::: Exercise data

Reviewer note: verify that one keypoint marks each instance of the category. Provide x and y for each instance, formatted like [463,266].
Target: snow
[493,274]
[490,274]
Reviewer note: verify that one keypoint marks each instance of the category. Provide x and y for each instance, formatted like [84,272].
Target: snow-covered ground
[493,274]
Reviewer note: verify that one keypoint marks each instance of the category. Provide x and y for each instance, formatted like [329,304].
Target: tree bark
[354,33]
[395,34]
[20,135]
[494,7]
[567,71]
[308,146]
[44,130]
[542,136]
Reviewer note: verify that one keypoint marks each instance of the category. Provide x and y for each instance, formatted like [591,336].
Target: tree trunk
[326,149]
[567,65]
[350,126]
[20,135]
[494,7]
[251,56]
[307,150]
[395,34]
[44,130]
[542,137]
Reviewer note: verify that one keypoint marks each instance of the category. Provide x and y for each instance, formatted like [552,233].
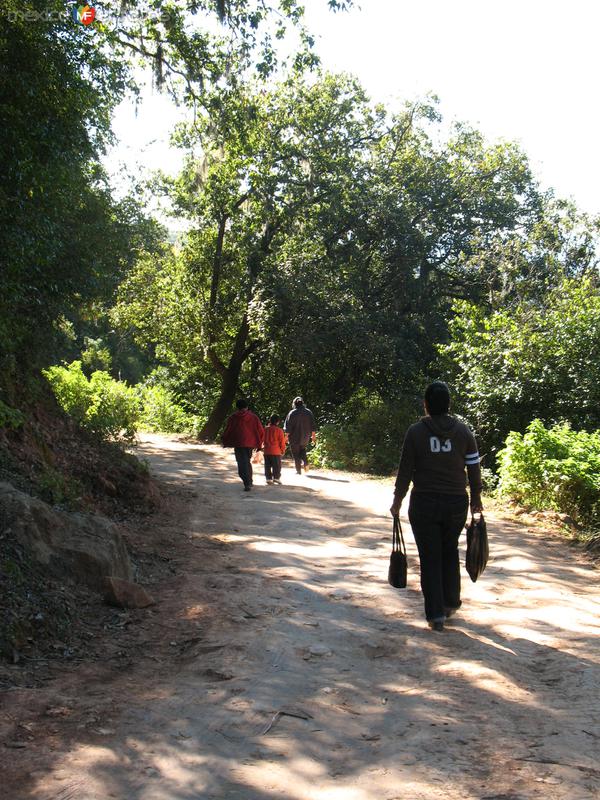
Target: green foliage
[96,355]
[58,489]
[553,468]
[10,417]
[364,435]
[107,408]
[539,359]
[162,413]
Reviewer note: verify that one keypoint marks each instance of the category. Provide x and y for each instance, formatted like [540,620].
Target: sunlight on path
[317,681]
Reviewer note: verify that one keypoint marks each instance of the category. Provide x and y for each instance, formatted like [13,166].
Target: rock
[569,521]
[340,594]
[83,547]
[125,594]
[319,650]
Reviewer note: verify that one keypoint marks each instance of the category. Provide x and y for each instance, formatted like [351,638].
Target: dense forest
[334,248]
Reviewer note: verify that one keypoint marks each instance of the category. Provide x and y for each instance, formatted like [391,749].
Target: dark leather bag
[398,563]
[478,550]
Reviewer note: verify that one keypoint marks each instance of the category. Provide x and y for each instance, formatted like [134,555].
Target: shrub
[110,409]
[161,412]
[553,468]
[10,417]
[365,435]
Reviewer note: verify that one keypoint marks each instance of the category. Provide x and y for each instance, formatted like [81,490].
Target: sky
[521,70]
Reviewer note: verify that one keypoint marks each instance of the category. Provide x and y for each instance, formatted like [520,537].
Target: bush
[109,409]
[10,417]
[161,412]
[553,468]
[365,435]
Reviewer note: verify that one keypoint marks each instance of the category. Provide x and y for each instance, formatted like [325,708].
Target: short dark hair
[437,398]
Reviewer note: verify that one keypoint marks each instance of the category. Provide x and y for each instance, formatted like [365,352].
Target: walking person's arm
[474,475]
[405,474]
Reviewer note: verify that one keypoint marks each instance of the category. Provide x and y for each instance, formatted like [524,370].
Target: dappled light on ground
[301,674]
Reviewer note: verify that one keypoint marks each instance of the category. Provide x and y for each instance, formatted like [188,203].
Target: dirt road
[280,664]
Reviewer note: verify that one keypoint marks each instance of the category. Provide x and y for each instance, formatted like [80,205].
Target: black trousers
[272,467]
[437,521]
[300,457]
[243,455]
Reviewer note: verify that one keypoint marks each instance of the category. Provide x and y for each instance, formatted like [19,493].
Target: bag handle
[397,537]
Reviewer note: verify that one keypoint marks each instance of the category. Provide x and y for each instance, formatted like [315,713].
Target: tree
[537,360]
[271,161]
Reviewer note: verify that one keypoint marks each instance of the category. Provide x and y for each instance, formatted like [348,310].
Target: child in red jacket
[274,448]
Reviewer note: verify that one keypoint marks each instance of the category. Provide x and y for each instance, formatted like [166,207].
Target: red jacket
[243,429]
[274,441]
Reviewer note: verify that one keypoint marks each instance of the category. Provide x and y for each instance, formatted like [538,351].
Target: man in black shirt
[435,452]
[300,428]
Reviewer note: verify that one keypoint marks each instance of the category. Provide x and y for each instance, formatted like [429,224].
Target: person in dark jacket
[300,428]
[245,433]
[435,453]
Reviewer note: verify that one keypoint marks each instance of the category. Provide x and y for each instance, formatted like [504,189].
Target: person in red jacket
[274,448]
[245,433]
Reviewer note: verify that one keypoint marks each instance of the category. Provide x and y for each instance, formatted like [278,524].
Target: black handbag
[478,549]
[398,563]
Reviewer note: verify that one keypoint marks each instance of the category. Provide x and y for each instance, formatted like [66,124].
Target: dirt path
[280,664]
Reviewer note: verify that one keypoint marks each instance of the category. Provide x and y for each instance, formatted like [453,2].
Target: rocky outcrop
[84,547]
[124,594]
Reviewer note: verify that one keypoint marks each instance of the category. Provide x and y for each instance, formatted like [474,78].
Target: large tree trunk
[230,375]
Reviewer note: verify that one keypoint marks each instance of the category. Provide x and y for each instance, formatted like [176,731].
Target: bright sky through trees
[517,69]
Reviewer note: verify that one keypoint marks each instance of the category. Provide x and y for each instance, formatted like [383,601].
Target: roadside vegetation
[334,248]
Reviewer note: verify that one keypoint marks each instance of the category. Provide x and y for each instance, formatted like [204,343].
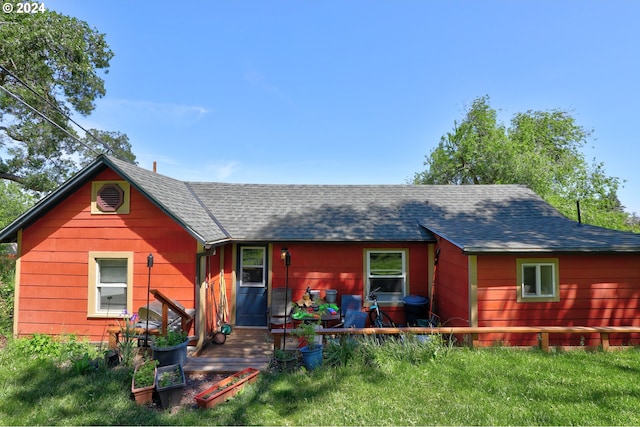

::::::

- **Exercise requirements**
Output every entry above exactly, minus the pictures.

- **Your response**
Reviewer note: verify that one keypoint marks each instance of the category. Provide x and y for each instance, formatted like [463,266].
Target: snow
[493,274]
[490,274]
Reviewer note: verify that one keypoint marks each instance of the category. Provide x and y for each instance, formatted like [84,272].
Target: snow-covered ground
[493,274]
Reviewer note: verify that one keypoint marks each instance of the category. Provide x and y for each instance, formatted like [329,304].
Target: tree bark
[354,33]
[395,34]
[20,135]
[494,7]
[567,71]
[308,146]
[44,130]
[542,136]
Reviewer note: verify that one keypoint marks each instance of the category. Provide x and y for each instance, formatted like [591,336].
Target: tree trunk
[326,149]
[567,65]
[350,126]
[20,135]
[494,7]
[251,56]
[307,150]
[395,34]
[44,130]
[542,137]
Reviewer note: verify that one keypoint marks each instance of the category. Provide x and y for each instance, formatted like [552,233].
Target: green foliage
[96,355]
[58,489]
[553,468]
[10,417]
[364,435]
[107,408]
[539,359]
[162,413]
Reviewer note: verify that one keypoint marks each instance of the category. Provide x and y for each instance, formatted like [540,620].
Target: sunlight on path
[317,681]
Reviewer note: verify that one keypoint marks each instance of the category. Provide x and y for each instance, formatted like [13,166].
Target: rock
[569,521]
[340,594]
[83,547]
[125,594]
[319,650]
Reviewer note: verify that one keypoint marks each instance of the category. Provide x and y for each instance, formatted like [351,638].
Target: dense forest
[334,248]
Reviewer note: verify that one keypoint marks each instance of the category. Provide x and y for each instance, formatted like [391,749].
Target: dark leather bag
[398,563]
[478,550]
Reviewer note: verify that one keypoint marks each instance of the category. Provide x and y for each instance, formatted like [134,555].
Target: shrub
[110,409]
[161,412]
[553,468]
[10,417]
[365,435]
Reviewer note: verify that one keypoint marks each instance of the category. Provide x and y for each instance, formatted like [81,490].
Target: sky
[521,70]
Reviewer note: verify that one keypoint marks each instance of the category. Provide x and y for each instance, formatted like [520,537].
Target: bush
[109,409]
[10,417]
[161,412]
[553,468]
[365,435]
Reviewer note: verify that one keypoint marks each instance of the category. Provide x and y for each instance, formatted like [325,708].
Target: short dark hair
[437,398]
Reviewer note: verify that one keypoint marks each instance of the category. Provide x and y for each instance, formatted like [365,352].
Target: walking person's arm
[474,475]
[405,474]
Reviewer note: verify that one keypoint marks each instance of the category. Provide x and y for each instance, formatted like [524,370].
Target: dappled light on ground
[301,674]
Reviewer note: verify that one keypoint marks each instance of the category. Provide x and y for each instance, formatted like [188,203].
Target: dirt road
[280,664]
Reviewer note: verify that one keypoint marks each instance of the category. Provide x and y for each instance, formatted like [80,205].
Target: black trousers
[272,467]
[437,521]
[300,457]
[243,455]
Reviewer note: verify that one keypoint marks each instance of the category. Provide x and y for each instance, formatted like [19,493].
Target: bag handle
[397,537]
Reviewer note: verify that one keypoint marks each instance of the category. Provide x and y for each instance, formatted like [315,713].
Target: tree
[537,360]
[271,161]
Reviewer note: verify that one keypoint marks each instance of the category. Provide x and y for each instance, formatted like [348,310].
Target: child in red jacket
[274,448]
Reviewer note: verify that one keypoint marks each instance of the category. Provide x and y for each instance, formatted like [166,207].
Target: red jacket
[243,429]
[274,441]
Reviewer note: verify that one keypoint marks each instance of the category. Provide x and y for each instance, formatted like [538,351].
Target: man in black shirt
[435,452]
[300,428]
Reviewer note: verify that one keypoint marks each instance of the category. Provide x and y for each instance, formatted like [429,224].
Target: person in dark jacket
[300,428]
[245,433]
[435,453]
Reviewer note: verify that one keypoint marks each instance of the category. Provide x and y for each instance, formatted like [504,189].
Target: person in red jacket
[274,448]
[245,433]
Reviewer note: verify that one keypoint marks each instance of the category. Provide x and y for each instance, formatted like [278,524].
Target: black handbag
[478,549]
[398,563]
Reviewer note: verify that one keypoint marks each instance of the category. Provide x and y for each instance, formatted like [66,124].
Target: dirt path
[280,664]
Reviewer note: verify that one keypoint marks each instance of the category. Provide x and y for each instance, formatted like [453,2].
Target: rocky outcrop
[84,547]
[124,594]
Reviewer note: verify that one keypoint marks each instance of the category. Provide x and y for each instance, formatted like [474,78].
Target: large tree trunk
[230,375]
Reviewer note: verify that one keypoint marks each instance of the category. Provide x and y for each instance, formatted like [176,731].
Target: bright sky through trees
[517,69]
Reviewer note: verify that one keypoint marks each instance of the category. Provide x and y for each instance, formatted like [383,601].
Target: roadside vegetation
[334,248]
Reviewer note: verify that one keypoint marks each instance of the category. Provide x and y for each instance, formatted like [204,343].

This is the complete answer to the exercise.